→ **EXERCISE OBJECTIVE**:
Copy all the records below word for word, and leave the pictures out.

→ **TASK INPUT**:

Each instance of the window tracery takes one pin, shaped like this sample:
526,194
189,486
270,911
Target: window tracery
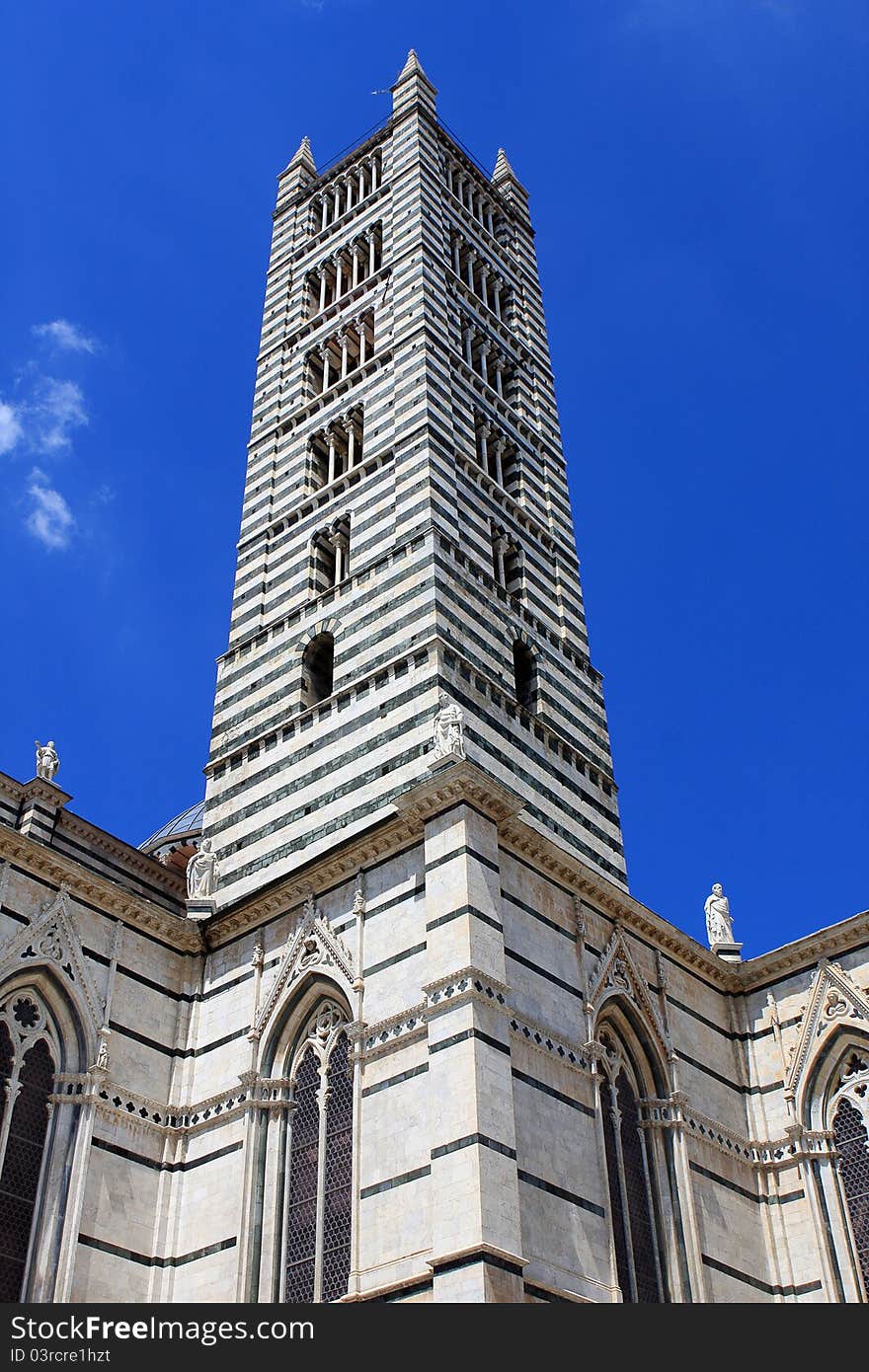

→ **ANSWER TO THIS TASK**:
Each instance of the window tracery takes one pin, shaped like this sample:
526,194
189,486
270,911
Target: window tracery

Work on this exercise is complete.